There are many a story of people asking questions in the church, and being silenced. The churches, both Protestant and Catholic all appealed to their own authority, ("because we said so"), "mystery" ("it's above your comprehension"), and "simple Biblicism" ("God said it, that settles it"). This further showed everyone that the Church did not really have the answers. Yet, they kept scaring people into submission, though. So for all those generations the church enjoyed all that power it had, but is now paying the PRICE of having society revolt and regard us as what else, but a bunch of hypocrites with no answers but only a desire for control. Now, they just appeal to conspiracy theories (Those Darwinians and Marxists crept in and took over our education and eroded our values. Now we must take our society back). And this many still do, avoiding dealing with and coming up with solid answers to the world's questions, beyond certain general clichés and memorized responses.

An example of all of the devastating effect of the old morality of the church was the Catholic Church in Ireland. It would take illegitimate children away from the mothers, ship them overseas, etc. The churches really thought they were preserving morality (and modern old-morality nostalgists think that did such a good job), but all they were really doing was destroying people emotionally and paving the way not only for the mass rebellion of these people, but also the wholesale rejection of everything concerning the old church and its old values and morality —whether true or false— of being dark and inhuman.

## STATED TASK A
Identify each line of the entries that contains the string "wiper", and copy those lines.
The passage on the church and the entries that follow it come from unrelated sources.

## TASK DATA
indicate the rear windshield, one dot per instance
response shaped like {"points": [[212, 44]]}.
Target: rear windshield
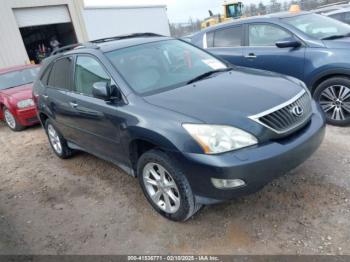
{"points": [[18, 78], [154, 67]]}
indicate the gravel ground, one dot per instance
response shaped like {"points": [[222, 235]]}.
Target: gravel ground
{"points": [[87, 206]]}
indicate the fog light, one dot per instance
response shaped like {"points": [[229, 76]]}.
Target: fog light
{"points": [[227, 183]]}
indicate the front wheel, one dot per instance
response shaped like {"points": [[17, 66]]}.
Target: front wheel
{"points": [[11, 121], [333, 95], [57, 142], [165, 186]]}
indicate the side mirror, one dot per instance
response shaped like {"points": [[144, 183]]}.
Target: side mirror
{"points": [[101, 90], [290, 42]]}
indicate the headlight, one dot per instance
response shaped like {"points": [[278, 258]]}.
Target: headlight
{"points": [[25, 103], [215, 139]]}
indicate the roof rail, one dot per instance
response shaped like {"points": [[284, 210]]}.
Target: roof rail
{"points": [[114, 38], [73, 46]]}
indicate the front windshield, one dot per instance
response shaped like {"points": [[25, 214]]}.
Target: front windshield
{"points": [[153, 67], [318, 26], [18, 78]]}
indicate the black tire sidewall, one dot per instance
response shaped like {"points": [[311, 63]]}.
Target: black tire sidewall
{"points": [[18, 126], [187, 201], [66, 151], [324, 85]]}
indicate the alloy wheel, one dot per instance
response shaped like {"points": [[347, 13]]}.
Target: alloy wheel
{"points": [[10, 119], [335, 102], [54, 139], [161, 188]]}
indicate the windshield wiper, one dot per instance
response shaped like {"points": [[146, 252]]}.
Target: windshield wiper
{"points": [[332, 37], [207, 74]]}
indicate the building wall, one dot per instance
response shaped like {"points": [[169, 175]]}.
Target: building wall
{"points": [[12, 49], [112, 21]]}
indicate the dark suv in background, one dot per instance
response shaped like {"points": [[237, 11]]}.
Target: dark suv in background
{"points": [[310, 47], [192, 129]]}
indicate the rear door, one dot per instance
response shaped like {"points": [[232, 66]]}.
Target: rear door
{"points": [[261, 51], [97, 122], [227, 43], [57, 96]]}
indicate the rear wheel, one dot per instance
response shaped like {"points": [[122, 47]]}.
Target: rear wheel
{"points": [[57, 142], [333, 95], [165, 186], [11, 121]]}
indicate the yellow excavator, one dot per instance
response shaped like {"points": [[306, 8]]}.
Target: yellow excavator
{"points": [[232, 10]]}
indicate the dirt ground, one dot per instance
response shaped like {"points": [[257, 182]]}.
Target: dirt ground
{"points": [[87, 206]]}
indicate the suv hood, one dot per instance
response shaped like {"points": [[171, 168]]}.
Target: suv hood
{"points": [[222, 98], [19, 92], [338, 43]]}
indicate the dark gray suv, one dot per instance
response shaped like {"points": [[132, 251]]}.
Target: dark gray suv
{"points": [[194, 130]]}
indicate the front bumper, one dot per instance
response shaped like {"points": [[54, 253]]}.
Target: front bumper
{"points": [[257, 165], [27, 116]]}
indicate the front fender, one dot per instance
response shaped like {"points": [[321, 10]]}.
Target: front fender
{"points": [[325, 72]]}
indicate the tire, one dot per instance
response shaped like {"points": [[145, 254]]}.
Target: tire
{"points": [[176, 181], [57, 141], [333, 96], [11, 121]]}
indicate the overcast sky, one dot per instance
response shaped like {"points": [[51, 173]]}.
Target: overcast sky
{"points": [[178, 10], [181, 10]]}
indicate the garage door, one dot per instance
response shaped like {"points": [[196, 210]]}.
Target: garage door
{"points": [[35, 16]]}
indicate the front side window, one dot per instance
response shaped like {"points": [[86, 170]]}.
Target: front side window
{"points": [[18, 78], [318, 26], [87, 72], [265, 35], [347, 17], [229, 37], [153, 67], [60, 75]]}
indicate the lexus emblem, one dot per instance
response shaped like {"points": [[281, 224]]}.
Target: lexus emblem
{"points": [[297, 111]]}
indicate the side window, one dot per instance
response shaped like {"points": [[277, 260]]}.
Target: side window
{"points": [[87, 72], [337, 17], [45, 77], [347, 17], [229, 37], [60, 76], [210, 39], [266, 35]]}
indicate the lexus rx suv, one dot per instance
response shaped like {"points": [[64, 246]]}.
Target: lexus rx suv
{"points": [[190, 127], [310, 47]]}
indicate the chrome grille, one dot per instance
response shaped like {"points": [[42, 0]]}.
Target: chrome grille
{"points": [[285, 117]]}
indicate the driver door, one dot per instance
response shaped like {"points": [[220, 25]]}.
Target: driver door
{"points": [[261, 51]]}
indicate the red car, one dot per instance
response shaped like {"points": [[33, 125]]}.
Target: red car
{"points": [[16, 100]]}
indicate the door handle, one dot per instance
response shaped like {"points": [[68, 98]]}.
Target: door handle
{"points": [[73, 104], [251, 56]]}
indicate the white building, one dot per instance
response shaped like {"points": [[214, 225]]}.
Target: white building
{"points": [[28, 26]]}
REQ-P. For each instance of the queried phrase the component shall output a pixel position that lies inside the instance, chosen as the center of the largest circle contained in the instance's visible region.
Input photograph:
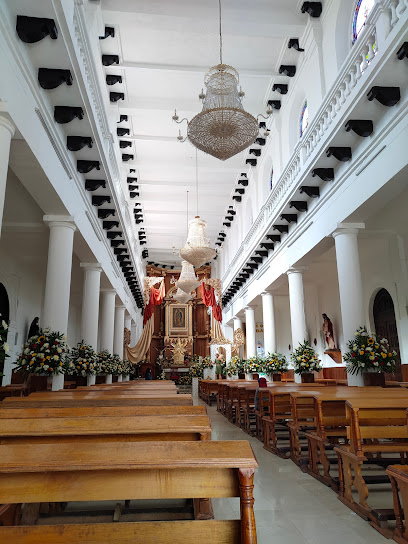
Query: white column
(268, 322)
(119, 330)
(297, 309)
(90, 303)
(6, 133)
(350, 287)
(107, 319)
(58, 279)
(250, 331)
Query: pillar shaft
(119, 330)
(250, 331)
(268, 323)
(350, 287)
(90, 303)
(58, 280)
(6, 133)
(107, 320)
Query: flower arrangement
(83, 361)
(234, 366)
(254, 364)
(275, 363)
(3, 345)
(305, 359)
(368, 351)
(45, 353)
(106, 362)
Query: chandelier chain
(219, 3)
(197, 180)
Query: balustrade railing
(376, 39)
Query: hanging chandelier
(188, 280)
(223, 128)
(197, 250)
(182, 296)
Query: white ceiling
(165, 48)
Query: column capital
(108, 291)
(97, 267)
(6, 123)
(60, 220)
(348, 228)
(296, 270)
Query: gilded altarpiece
(173, 321)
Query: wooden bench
(376, 426)
(9, 412)
(153, 470)
(60, 402)
(94, 429)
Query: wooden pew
(117, 400)
(9, 412)
(376, 426)
(153, 470)
(107, 429)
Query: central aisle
(291, 507)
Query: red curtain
(209, 299)
(155, 299)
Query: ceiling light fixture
(223, 128)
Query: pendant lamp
(188, 280)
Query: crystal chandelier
(182, 297)
(188, 280)
(197, 250)
(223, 128)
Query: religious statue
(328, 332)
(178, 350)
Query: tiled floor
(291, 507)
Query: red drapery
(155, 299)
(209, 299)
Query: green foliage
(305, 359)
(368, 351)
(45, 353)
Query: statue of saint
(178, 350)
(328, 332)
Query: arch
(362, 9)
(4, 304)
(385, 322)
(304, 119)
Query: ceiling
(165, 48)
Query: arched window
(361, 12)
(304, 119)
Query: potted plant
(45, 354)
(234, 367)
(275, 364)
(252, 366)
(83, 363)
(306, 362)
(3, 345)
(370, 355)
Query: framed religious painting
(178, 320)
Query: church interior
(203, 271)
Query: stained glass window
(362, 11)
(304, 119)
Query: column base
(57, 382)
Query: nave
(290, 506)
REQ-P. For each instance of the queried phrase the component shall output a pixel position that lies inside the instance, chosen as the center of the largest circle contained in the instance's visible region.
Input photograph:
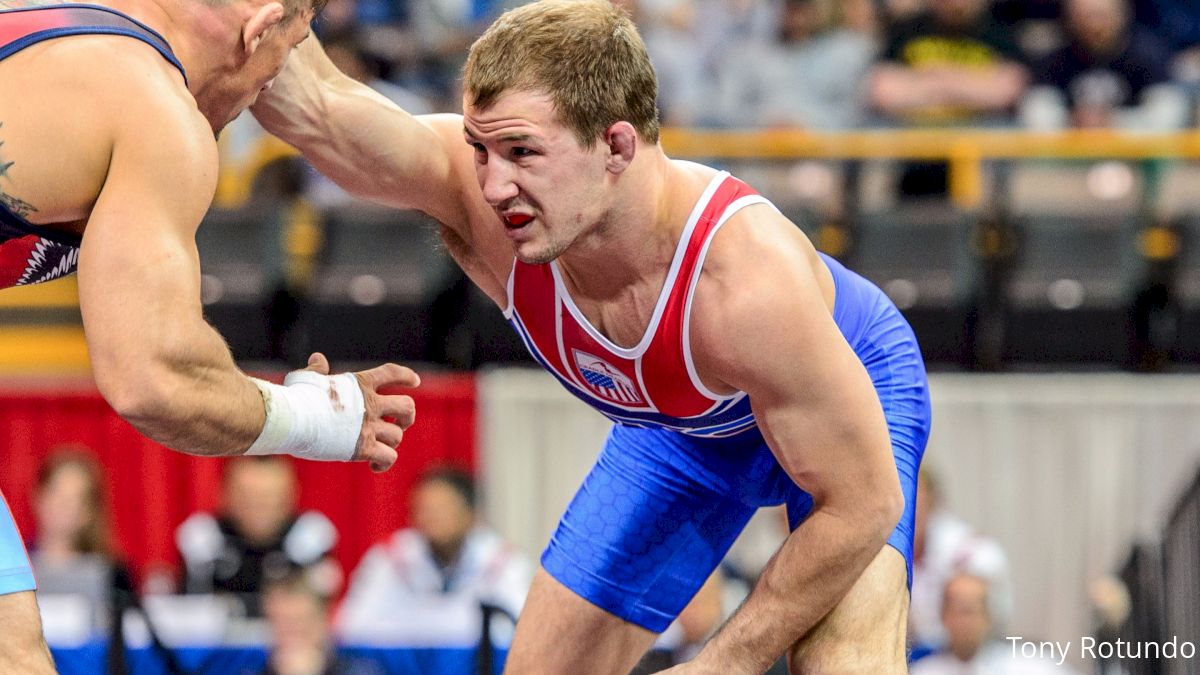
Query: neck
(634, 238)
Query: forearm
(897, 90)
(805, 579)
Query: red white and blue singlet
(685, 469)
(653, 383)
(31, 254)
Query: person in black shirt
(257, 537)
(952, 65)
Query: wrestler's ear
(263, 19)
(621, 142)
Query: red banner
(151, 489)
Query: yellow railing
(965, 150)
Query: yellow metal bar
(966, 175)
(930, 144)
(53, 348)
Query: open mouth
(516, 221)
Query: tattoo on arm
(19, 208)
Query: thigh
(561, 632)
(648, 526)
(865, 631)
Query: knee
(845, 658)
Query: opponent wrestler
(742, 366)
(108, 161)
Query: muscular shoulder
(132, 93)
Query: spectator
(953, 65)
(945, 545)
(298, 616)
(971, 639)
(1110, 73)
(813, 76)
(72, 553)
(426, 583)
(257, 537)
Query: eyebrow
(505, 138)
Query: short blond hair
(586, 54)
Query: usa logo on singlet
(605, 380)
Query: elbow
(887, 508)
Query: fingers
(388, 374)
(379, 457)
(318, 363)
(399, 407)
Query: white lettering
(1062, 655)
(1087, 647)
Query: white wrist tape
(311, 416)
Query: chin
(531, 255)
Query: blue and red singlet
(684, 469)
(31, 254)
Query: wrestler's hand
(379, 436)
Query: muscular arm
(819, 412)
(363, 141)
(155, 359)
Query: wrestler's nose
(498, 181)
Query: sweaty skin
(102, 138)
(513, 181)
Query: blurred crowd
(837, 64)
(259, 571)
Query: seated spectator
(1110, 73)
(952, 65)
(257, 537)
(72, 553)
(972, 644)
(813, 76)
(301, 644)
(945, 545)
(426, 584)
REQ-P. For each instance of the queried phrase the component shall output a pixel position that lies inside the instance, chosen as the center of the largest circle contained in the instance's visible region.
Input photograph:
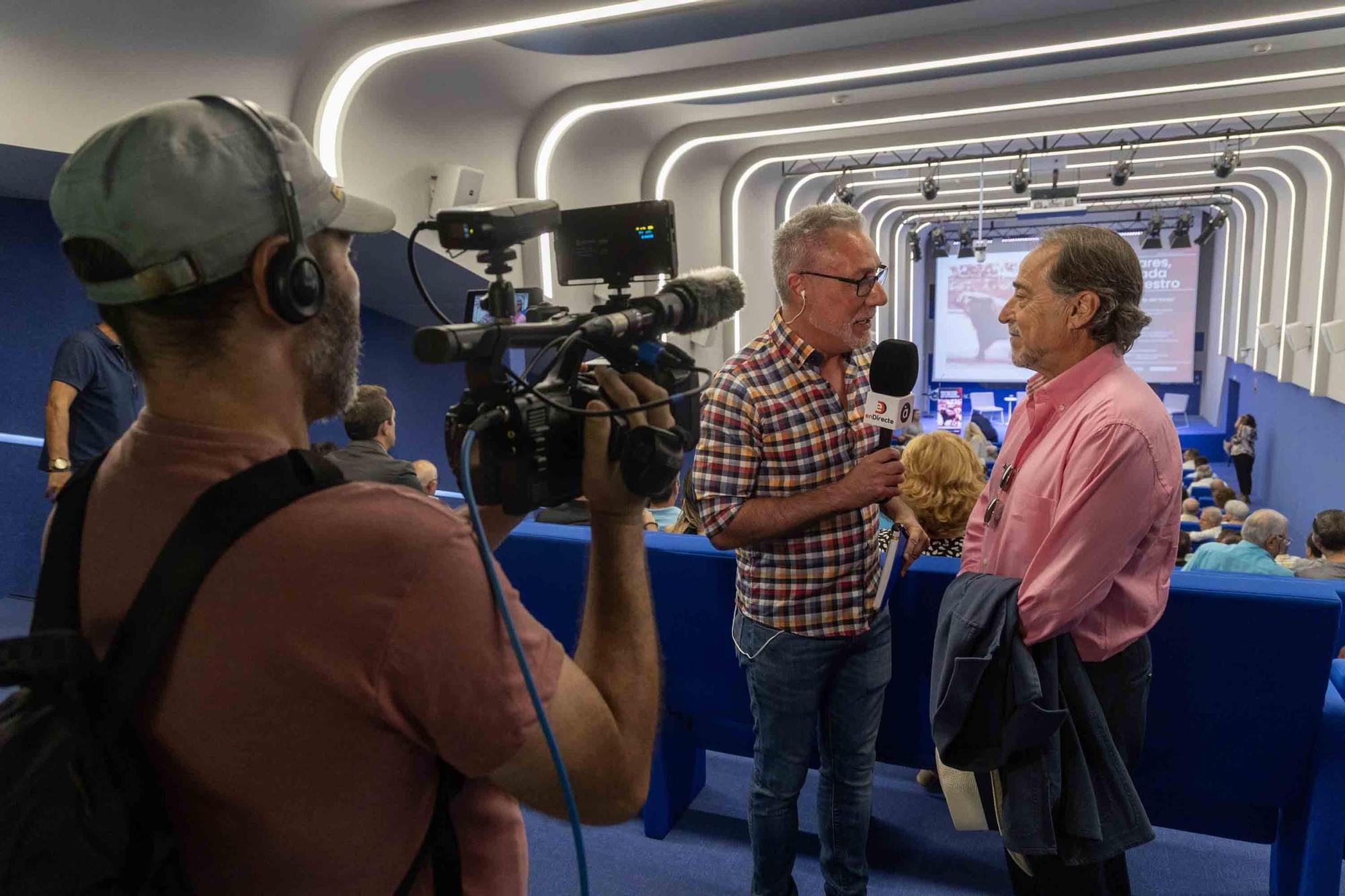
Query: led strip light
(751, 170)
(758, 166)
(1261, 279)
(341, 89)
(1321, 274)
(547, 150)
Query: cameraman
(350, 639)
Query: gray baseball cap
(186, 190)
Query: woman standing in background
(1242, 448)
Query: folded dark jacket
(1030, 715)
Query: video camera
(532, 434)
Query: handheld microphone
(892, 377)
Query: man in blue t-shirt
(93, 399)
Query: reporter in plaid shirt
(787, 473)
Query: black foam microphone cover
(895, 369)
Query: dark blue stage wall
(1299, 438)
(41, 303)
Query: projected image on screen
(972, 345)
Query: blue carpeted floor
(914, 849)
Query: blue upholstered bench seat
(1241, 741)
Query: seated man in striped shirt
(790, 475)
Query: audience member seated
(980, 444)
(944, 482)
(1204, 477)
(372, 425)
(1211, 524)
(1328, 541)
(1235, 513)
(664, 506)
(1265, 537)
(909, 432)
(1191, 510)
(689, 521)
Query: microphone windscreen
(715, 295)
(896, 368)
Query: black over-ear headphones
(294, 280)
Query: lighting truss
(1223, 128)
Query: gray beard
(332, 360)
(845, 334)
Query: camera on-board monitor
(532, 425)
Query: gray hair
(1100, 260)
(800, 237)
(1265, 525)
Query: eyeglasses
(863, 286)
(996, 507)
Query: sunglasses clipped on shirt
(996, 507)
(863, 286)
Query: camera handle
(500, 295)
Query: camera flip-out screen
(617, 244)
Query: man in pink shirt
(348, 643)
(1090, 438)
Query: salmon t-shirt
(330, 655)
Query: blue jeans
(805, 692)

## STATED TASK B
Restate word for word everything in the passage on the church from "An example of" down to "dark and inhuman.".

## WRITTEN REPLY A
indicate the windshield wiper, one dot per instance
Target: windshield wiper

## WRITTEN REPLY B
An example of all of the devastating effect of the old morality of the church was the Catholic Church in Ireland. It would take illegitimate children away from the mothers, ship them overseas, etc. The churches really thought they were preserving morality (and modern old-morality nostalgists think that did such a good job), but all they were really doing was destroying people emotionally and paving the way not only for the mass rebellion of these people, but also the wholesale rejection of everything concerning the old church and its old values and morality —whether true or false— of being dark and inhuman.